• WORK INSTRUCTIONS:
Rewrite the stretch of the listing from the line containing "Target: woman's elbow" through the line containing "(1243, 528)", changing "blue jeans" to "denim jeans" and leaving everything else as it is.
— Start of RECORD EXCERPTS —
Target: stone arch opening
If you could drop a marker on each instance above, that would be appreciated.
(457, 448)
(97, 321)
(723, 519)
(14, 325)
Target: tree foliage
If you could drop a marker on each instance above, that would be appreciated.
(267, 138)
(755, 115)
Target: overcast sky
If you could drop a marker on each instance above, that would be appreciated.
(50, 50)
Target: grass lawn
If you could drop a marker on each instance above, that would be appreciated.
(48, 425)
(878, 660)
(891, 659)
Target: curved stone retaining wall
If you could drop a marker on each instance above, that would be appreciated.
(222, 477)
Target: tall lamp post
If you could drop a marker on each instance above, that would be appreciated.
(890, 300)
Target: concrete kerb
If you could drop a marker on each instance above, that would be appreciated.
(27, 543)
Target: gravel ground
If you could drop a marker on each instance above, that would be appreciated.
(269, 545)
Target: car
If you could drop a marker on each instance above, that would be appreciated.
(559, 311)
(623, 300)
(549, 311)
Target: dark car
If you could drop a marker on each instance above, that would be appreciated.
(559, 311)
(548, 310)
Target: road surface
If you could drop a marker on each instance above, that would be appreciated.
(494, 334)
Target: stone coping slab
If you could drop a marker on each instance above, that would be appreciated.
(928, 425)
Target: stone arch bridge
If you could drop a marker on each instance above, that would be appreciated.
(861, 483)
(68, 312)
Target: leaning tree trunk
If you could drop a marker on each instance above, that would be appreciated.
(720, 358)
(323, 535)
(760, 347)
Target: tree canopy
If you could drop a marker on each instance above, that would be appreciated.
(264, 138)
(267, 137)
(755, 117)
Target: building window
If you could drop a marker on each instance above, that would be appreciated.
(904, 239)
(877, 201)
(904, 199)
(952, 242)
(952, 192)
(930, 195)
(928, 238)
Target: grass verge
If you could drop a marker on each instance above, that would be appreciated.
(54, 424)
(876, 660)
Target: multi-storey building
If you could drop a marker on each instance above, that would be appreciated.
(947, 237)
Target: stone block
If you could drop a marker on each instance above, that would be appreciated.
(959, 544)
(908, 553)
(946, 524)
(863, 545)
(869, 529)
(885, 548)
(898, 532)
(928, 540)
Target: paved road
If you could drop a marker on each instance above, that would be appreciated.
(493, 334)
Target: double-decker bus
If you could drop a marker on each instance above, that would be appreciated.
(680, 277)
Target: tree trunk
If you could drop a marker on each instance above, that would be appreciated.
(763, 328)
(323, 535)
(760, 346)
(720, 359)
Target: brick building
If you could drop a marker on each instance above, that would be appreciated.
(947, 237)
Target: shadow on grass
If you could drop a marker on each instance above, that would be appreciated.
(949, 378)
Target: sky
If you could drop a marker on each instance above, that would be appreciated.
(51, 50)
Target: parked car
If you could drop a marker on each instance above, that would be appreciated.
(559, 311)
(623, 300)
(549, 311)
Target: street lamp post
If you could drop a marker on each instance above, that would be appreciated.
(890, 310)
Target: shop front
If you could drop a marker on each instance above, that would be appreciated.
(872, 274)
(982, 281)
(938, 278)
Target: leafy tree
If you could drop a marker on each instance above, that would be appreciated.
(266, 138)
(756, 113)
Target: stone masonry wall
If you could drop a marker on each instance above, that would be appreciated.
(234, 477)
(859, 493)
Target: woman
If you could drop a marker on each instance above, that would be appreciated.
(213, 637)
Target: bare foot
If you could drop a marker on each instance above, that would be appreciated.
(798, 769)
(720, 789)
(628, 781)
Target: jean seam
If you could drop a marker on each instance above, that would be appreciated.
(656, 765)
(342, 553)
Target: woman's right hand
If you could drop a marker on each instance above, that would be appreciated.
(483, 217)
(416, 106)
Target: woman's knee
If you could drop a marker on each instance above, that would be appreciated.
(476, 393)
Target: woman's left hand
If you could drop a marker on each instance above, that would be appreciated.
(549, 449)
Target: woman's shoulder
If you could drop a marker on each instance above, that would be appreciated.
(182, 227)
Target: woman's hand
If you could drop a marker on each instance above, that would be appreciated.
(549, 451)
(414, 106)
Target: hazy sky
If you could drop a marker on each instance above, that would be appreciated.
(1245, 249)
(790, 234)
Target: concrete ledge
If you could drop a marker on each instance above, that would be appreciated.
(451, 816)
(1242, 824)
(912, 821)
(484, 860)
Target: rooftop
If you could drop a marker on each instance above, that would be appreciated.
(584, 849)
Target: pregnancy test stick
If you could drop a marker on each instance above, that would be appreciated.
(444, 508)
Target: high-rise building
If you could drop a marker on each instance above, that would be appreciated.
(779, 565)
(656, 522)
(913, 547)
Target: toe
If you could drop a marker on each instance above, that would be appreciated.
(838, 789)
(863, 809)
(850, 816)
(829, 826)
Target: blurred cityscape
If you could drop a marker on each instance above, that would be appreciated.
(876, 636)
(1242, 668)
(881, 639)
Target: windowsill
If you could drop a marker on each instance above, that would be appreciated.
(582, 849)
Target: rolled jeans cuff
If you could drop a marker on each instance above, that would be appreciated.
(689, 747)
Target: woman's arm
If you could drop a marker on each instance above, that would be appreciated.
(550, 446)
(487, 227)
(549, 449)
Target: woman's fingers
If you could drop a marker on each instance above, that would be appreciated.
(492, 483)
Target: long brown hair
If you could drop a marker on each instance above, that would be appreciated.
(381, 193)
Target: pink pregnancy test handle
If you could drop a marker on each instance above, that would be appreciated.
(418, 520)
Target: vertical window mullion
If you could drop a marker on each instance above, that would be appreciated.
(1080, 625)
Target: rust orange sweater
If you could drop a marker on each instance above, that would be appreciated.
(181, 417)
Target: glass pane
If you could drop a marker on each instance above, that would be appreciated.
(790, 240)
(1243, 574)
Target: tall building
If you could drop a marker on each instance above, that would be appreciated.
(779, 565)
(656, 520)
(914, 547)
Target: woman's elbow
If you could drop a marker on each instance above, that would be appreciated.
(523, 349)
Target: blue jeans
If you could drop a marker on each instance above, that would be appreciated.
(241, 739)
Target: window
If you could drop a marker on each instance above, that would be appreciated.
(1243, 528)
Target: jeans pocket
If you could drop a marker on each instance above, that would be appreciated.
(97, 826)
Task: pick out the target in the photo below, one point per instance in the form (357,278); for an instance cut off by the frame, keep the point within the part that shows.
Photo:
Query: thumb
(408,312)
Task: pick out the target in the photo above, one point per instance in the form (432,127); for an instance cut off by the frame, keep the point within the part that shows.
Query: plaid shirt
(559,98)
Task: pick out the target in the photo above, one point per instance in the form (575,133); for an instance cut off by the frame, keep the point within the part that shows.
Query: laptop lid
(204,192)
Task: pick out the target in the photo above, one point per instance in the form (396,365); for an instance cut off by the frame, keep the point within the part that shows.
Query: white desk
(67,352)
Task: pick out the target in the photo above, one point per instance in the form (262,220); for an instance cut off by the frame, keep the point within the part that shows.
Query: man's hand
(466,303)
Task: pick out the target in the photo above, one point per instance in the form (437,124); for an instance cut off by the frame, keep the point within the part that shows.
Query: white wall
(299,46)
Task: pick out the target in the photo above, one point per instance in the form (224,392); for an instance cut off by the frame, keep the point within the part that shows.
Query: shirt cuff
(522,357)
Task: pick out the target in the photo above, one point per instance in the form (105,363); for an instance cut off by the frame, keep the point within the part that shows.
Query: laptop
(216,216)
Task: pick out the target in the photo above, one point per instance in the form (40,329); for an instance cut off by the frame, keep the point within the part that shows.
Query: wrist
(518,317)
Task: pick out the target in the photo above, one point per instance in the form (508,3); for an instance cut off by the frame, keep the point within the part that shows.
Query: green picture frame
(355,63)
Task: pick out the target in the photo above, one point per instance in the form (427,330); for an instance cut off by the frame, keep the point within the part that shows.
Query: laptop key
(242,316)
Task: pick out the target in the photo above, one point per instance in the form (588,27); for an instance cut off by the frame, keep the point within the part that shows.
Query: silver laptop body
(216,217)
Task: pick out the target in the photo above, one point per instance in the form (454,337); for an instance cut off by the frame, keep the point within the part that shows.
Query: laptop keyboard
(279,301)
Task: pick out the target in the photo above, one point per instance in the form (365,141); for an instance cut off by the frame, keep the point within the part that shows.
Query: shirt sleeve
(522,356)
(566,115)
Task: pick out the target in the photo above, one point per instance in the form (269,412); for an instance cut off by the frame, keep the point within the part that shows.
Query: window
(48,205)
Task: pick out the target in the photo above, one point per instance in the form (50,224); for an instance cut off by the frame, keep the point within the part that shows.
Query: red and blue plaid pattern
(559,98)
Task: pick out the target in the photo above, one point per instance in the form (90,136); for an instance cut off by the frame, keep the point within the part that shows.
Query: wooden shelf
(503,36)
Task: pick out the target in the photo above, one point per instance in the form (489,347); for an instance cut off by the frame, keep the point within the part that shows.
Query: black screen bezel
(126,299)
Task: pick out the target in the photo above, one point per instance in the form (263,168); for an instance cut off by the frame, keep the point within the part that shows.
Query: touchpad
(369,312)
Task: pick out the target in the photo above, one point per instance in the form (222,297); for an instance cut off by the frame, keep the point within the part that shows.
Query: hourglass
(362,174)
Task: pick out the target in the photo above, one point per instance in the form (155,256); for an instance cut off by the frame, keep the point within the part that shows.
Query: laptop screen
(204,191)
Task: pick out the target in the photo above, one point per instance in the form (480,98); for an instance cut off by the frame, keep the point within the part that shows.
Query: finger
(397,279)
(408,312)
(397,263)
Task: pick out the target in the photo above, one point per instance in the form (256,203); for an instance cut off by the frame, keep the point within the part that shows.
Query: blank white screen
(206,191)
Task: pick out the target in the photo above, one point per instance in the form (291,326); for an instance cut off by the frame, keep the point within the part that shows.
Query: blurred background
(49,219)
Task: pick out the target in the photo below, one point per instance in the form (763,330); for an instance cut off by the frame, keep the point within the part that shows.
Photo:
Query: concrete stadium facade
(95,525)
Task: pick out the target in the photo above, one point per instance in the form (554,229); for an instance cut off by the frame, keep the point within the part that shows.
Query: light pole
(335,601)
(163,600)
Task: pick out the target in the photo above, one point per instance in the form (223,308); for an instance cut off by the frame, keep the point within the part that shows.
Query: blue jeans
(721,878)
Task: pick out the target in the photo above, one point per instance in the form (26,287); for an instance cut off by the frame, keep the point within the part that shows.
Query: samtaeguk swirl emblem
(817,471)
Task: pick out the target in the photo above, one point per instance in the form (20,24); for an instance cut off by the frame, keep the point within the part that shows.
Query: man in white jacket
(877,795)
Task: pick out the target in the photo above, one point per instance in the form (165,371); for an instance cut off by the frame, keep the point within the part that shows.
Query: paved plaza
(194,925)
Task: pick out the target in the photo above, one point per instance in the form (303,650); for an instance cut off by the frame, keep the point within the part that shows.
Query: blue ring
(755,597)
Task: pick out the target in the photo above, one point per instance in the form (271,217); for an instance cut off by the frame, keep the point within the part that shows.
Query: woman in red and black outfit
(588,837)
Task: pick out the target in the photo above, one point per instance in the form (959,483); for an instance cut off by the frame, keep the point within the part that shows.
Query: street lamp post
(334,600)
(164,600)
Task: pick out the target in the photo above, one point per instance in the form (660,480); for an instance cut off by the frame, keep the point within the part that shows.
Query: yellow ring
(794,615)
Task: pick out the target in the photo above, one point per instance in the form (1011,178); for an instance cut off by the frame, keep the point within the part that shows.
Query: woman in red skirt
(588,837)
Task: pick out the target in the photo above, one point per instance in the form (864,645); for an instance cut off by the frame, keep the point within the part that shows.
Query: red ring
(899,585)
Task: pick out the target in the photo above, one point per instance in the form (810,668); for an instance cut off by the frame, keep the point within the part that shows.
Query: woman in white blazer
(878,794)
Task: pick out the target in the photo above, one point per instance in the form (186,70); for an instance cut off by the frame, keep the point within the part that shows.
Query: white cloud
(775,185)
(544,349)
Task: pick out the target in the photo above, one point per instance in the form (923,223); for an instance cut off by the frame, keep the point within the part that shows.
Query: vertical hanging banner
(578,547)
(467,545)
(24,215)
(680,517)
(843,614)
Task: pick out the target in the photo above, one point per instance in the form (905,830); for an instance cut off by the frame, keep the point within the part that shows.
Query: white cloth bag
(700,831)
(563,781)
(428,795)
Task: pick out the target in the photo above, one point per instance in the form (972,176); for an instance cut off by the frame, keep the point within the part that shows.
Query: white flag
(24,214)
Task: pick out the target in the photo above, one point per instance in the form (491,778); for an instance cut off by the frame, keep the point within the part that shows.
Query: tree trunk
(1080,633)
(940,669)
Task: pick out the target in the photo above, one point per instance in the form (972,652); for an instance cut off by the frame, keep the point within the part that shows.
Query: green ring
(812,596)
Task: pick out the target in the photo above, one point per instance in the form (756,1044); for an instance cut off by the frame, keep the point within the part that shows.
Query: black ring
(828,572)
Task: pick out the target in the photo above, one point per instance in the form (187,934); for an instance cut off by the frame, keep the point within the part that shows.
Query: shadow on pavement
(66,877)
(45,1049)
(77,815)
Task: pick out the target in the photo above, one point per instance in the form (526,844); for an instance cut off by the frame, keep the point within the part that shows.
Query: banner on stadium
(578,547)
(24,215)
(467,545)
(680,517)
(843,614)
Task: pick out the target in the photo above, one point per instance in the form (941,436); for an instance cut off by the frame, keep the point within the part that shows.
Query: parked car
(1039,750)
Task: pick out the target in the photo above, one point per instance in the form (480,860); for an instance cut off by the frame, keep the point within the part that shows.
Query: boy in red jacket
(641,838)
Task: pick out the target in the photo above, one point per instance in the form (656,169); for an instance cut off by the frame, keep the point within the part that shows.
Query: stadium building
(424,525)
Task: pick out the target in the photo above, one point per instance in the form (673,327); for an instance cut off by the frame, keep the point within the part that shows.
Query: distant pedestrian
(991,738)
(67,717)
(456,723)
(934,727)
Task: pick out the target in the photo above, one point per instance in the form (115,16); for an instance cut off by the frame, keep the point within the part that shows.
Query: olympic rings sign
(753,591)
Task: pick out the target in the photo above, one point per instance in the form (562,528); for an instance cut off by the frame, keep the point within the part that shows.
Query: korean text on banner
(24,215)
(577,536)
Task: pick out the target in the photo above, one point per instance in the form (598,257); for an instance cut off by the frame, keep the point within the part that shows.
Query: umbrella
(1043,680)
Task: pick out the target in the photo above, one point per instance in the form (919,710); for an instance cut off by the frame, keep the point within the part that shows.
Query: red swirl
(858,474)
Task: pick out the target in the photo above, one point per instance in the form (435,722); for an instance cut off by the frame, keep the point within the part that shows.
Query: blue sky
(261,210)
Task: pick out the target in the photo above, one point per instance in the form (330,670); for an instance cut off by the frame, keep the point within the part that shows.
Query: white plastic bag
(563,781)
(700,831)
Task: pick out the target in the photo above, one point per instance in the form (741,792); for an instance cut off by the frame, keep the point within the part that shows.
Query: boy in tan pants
— End of RECORD EXCERPTS —
• CORRECT ANSWER:
Target: woman's elbow
If you could drop a marker on each instance above, that would be appreciated.
(523, 349)
Target: denim jeans
If you could drop a marker on each instance above, that would be appreciated.
(241, 739)
Target: window
If you could drop a marker on each instance above, that would be appreciated.
(1243, 528)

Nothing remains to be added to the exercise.